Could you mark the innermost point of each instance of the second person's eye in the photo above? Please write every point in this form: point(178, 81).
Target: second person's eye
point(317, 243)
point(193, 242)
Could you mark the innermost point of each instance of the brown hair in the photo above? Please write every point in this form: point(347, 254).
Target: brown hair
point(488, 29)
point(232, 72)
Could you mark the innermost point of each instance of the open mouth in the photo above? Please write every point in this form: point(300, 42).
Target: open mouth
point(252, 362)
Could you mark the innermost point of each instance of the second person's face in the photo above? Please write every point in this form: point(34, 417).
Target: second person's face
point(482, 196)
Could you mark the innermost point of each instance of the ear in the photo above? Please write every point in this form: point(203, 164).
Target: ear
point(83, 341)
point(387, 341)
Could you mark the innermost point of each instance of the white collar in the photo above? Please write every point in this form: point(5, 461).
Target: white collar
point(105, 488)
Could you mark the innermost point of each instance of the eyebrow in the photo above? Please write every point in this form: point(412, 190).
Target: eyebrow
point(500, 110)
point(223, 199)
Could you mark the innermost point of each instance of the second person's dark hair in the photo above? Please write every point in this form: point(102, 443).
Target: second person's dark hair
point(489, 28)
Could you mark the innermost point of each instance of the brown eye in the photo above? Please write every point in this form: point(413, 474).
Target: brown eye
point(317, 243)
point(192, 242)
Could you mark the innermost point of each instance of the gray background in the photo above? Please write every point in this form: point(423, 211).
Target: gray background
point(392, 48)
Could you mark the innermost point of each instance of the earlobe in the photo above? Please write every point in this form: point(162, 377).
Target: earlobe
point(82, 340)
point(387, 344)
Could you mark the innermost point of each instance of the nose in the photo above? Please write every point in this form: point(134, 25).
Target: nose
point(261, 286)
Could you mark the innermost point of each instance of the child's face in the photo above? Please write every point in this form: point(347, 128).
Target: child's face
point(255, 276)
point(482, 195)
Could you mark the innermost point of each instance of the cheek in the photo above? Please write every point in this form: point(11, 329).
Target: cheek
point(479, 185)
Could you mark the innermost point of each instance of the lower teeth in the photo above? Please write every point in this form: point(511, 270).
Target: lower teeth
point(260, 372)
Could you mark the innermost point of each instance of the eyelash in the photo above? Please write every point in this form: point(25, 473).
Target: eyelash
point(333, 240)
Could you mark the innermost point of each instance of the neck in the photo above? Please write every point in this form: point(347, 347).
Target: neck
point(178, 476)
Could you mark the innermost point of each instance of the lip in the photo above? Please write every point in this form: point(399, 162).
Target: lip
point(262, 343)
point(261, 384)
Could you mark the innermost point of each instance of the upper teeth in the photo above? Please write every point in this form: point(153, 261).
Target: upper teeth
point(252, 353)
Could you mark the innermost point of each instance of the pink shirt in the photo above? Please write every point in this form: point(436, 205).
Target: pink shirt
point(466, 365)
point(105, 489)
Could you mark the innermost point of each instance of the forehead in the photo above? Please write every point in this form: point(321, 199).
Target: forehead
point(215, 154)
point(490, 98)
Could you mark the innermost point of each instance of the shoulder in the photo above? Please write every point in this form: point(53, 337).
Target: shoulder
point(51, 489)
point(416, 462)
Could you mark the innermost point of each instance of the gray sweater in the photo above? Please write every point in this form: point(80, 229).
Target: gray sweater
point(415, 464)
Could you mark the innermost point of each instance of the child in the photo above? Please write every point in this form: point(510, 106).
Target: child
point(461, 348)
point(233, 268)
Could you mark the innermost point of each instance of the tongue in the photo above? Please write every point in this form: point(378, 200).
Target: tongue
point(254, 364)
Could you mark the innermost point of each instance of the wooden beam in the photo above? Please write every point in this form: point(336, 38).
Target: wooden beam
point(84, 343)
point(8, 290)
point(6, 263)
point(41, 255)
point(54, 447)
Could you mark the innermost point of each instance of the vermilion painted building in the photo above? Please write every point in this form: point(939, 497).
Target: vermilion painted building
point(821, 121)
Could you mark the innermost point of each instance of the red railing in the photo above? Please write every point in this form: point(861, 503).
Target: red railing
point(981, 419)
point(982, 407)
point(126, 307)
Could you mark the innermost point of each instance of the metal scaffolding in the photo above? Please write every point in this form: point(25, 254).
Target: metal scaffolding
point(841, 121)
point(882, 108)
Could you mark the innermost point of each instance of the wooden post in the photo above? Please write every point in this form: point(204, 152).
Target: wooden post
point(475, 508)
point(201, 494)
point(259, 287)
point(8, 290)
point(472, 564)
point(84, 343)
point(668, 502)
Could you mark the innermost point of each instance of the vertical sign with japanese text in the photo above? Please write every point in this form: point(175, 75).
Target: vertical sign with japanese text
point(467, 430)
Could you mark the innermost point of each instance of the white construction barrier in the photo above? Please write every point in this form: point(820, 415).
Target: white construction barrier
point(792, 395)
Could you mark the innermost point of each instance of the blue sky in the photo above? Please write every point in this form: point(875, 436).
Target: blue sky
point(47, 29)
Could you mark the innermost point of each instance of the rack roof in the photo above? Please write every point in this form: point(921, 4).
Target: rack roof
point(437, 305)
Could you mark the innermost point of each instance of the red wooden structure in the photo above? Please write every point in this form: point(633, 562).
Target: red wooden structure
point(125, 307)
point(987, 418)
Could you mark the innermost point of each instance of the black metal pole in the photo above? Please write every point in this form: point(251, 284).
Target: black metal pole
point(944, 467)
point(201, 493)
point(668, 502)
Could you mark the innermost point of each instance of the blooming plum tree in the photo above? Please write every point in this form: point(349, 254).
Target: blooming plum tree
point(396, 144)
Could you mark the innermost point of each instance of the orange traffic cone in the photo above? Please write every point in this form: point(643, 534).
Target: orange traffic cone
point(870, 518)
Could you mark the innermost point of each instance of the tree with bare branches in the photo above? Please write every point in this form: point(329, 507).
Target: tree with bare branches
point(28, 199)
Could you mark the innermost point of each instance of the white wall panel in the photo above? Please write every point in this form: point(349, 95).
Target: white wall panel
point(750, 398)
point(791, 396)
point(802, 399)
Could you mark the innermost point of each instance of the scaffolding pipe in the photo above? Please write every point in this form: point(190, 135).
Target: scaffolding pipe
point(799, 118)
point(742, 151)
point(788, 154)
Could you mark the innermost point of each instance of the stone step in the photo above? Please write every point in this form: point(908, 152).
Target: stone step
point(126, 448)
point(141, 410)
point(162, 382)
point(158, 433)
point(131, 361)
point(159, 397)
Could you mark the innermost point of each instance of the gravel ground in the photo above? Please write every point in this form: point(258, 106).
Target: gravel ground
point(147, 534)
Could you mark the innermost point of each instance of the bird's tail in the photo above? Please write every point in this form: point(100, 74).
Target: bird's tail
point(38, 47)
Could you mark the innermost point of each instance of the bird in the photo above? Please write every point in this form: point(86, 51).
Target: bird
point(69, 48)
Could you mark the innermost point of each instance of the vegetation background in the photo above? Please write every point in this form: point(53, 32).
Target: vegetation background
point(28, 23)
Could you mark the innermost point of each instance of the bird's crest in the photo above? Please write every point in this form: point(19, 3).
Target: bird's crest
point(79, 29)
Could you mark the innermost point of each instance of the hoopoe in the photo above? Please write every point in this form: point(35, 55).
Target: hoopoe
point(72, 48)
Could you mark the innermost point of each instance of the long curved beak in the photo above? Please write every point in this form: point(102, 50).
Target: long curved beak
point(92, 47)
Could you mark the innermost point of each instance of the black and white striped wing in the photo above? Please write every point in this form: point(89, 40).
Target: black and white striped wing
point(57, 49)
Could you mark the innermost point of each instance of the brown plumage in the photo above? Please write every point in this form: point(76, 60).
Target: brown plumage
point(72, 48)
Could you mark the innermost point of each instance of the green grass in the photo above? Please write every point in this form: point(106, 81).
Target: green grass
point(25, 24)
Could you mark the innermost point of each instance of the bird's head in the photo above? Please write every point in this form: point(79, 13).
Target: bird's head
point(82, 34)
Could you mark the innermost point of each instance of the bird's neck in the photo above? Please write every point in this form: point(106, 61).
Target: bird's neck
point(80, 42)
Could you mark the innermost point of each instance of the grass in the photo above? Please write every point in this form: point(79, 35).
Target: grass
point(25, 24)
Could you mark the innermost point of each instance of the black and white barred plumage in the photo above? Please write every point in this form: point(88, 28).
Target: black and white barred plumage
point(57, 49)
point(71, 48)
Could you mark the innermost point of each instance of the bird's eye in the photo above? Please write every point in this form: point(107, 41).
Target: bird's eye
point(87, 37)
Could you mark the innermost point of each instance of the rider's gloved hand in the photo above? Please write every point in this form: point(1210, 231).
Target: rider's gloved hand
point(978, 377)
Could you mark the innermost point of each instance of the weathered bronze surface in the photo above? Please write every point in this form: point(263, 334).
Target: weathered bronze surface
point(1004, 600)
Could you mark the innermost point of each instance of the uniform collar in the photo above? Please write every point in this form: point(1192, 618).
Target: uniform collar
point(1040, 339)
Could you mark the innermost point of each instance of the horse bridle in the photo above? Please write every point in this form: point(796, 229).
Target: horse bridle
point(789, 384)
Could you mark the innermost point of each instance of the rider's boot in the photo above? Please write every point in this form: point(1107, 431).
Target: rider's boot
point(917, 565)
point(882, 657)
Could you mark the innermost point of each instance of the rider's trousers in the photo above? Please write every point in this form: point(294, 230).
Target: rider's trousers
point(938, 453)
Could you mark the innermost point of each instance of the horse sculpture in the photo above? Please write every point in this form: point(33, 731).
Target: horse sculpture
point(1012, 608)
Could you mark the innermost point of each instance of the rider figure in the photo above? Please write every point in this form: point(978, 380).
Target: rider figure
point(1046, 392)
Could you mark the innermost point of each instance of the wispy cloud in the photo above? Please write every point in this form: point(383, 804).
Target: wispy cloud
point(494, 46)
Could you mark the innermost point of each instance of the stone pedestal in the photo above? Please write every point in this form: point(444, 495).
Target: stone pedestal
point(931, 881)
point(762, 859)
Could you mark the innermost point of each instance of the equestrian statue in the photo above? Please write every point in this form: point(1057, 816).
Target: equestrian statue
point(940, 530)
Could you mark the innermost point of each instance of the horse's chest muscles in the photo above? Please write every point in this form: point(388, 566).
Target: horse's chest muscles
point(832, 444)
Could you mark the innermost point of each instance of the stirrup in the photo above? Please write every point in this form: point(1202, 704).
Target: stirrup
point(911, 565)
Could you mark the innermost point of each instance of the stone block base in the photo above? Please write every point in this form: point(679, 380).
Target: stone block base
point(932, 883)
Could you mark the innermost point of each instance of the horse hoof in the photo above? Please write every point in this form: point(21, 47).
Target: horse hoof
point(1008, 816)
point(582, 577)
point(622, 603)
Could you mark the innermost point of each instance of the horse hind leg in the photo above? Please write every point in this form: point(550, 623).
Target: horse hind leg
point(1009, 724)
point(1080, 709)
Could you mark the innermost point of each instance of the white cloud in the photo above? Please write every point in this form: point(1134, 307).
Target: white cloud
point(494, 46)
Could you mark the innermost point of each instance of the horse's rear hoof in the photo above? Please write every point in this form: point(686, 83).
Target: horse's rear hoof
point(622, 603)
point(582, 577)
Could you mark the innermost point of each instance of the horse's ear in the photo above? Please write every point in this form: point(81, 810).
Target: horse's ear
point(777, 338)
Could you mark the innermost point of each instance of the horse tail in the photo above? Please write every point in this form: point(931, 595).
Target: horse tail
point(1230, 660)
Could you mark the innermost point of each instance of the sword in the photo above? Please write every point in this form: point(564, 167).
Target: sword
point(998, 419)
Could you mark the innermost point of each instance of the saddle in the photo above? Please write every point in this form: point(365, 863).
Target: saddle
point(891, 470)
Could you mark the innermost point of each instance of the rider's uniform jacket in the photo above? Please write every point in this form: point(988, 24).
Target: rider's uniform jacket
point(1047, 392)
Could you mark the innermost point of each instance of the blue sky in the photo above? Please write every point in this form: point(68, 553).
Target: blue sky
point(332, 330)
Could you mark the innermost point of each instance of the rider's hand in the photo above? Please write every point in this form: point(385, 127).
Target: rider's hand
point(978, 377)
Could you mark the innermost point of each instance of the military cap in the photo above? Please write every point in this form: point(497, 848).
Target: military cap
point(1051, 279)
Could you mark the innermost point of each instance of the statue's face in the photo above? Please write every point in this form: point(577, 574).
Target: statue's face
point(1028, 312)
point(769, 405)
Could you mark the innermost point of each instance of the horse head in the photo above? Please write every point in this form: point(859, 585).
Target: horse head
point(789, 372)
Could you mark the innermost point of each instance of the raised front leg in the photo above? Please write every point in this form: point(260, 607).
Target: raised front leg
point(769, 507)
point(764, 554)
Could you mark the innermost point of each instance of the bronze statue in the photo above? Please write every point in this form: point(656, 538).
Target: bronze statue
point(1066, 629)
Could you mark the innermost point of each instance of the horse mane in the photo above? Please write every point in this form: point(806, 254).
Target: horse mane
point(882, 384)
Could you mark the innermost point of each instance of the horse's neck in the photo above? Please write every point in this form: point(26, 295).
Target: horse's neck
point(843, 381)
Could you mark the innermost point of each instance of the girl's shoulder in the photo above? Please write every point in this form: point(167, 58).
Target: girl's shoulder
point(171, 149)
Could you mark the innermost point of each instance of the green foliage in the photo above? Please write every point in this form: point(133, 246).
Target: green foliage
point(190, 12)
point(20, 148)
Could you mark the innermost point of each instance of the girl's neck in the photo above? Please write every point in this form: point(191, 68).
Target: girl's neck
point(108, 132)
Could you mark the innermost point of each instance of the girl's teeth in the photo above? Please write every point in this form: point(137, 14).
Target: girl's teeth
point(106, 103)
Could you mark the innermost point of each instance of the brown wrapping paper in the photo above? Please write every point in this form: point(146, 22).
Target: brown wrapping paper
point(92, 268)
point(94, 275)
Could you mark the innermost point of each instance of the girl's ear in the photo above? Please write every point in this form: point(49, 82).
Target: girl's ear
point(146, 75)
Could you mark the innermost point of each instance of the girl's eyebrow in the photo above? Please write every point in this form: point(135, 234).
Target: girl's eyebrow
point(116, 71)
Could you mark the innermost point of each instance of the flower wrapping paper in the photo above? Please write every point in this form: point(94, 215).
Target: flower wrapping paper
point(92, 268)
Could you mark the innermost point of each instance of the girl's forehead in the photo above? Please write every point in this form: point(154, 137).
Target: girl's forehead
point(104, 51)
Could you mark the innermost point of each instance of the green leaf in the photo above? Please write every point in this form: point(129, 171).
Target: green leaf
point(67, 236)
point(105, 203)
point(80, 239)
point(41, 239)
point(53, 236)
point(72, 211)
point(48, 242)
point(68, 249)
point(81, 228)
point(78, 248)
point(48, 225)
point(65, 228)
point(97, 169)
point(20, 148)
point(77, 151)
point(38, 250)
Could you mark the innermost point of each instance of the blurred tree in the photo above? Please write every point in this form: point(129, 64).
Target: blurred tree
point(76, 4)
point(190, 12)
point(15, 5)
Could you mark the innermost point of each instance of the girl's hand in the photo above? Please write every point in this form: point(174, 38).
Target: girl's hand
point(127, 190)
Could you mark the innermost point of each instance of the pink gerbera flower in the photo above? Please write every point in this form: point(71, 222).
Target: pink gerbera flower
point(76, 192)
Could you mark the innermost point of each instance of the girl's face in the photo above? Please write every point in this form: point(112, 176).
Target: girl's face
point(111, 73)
━━━
Give back precisely the lines above that start at the line containing "form: point(146, 22)." and end at the line containing "form: point(112, 176).", inclusive. No other lines belong in the output.

Could you mark the innermost point of each instance of the brown wrapping paper in the photo above? Please write every point in this form: point(146, 22).
Target: brown wrapping paper
point(92, 268)
point(94, 275)
Could you mark the innermost point of each instance of the girl's ear in the photo above? Please write every point in this form: point(49, 82).
Target: girl's ear
point(146, 75)
Could you mark the innermost point of each instance of the girl's eyebrow in the photo above? Please write every point in this form: point(135, 234).
Target: girl's eyebrow
point(116, 71)
Could you mark the innermost point of each instance of the flower wrapping paper in the photo above? Please write every point in this form: point(94, 215).
Target: flower wrapping paper
point(92, 268)
Could you mark the innermost point of each instance of the girl's forehead in the photo above? Please write every point in this form: point(154, 137).
Target: girl's forehead
point(104, 51)
Could you mark the innermost point of each instance of the green leaf in the photo above? Please write every point in this form: point(129, 171).
Target: green leaf
point(67, 236)
point(105, 203)
point(80, 239)
point(41, 239)
point(53, 236)
point(72, 211)
point(48, 242)
point(68, 249)
point(81, 228)
point(78, 248)
point(48, 225)
point(65, 228)
point(97, 169)
point(20, 148)
point(77, 151)
point(38, 250)
Could you mark the innermost point of each instance of the blurred tree in the photo above? Please write every point in this form: point(129, 64).
Target: blurred tree
point(76, 4)
point(190, 12)
point(15, 5)
Could you mark the innermost point of each instance of the girl's hand in the photo above? Please write every point in this form: point(174, 38).
Target: girl's hand
point(127, 190)
Could you mark the innermost point of each instance of the pink gerbera flower in the photo above? Please write every point in this form: point(71, 222).
Target: pink gerbera flower
point(76, 192)
Could you mark the innermost point of each instance of the girl's face in the photo above? Please write every point in this form: point(112, 176).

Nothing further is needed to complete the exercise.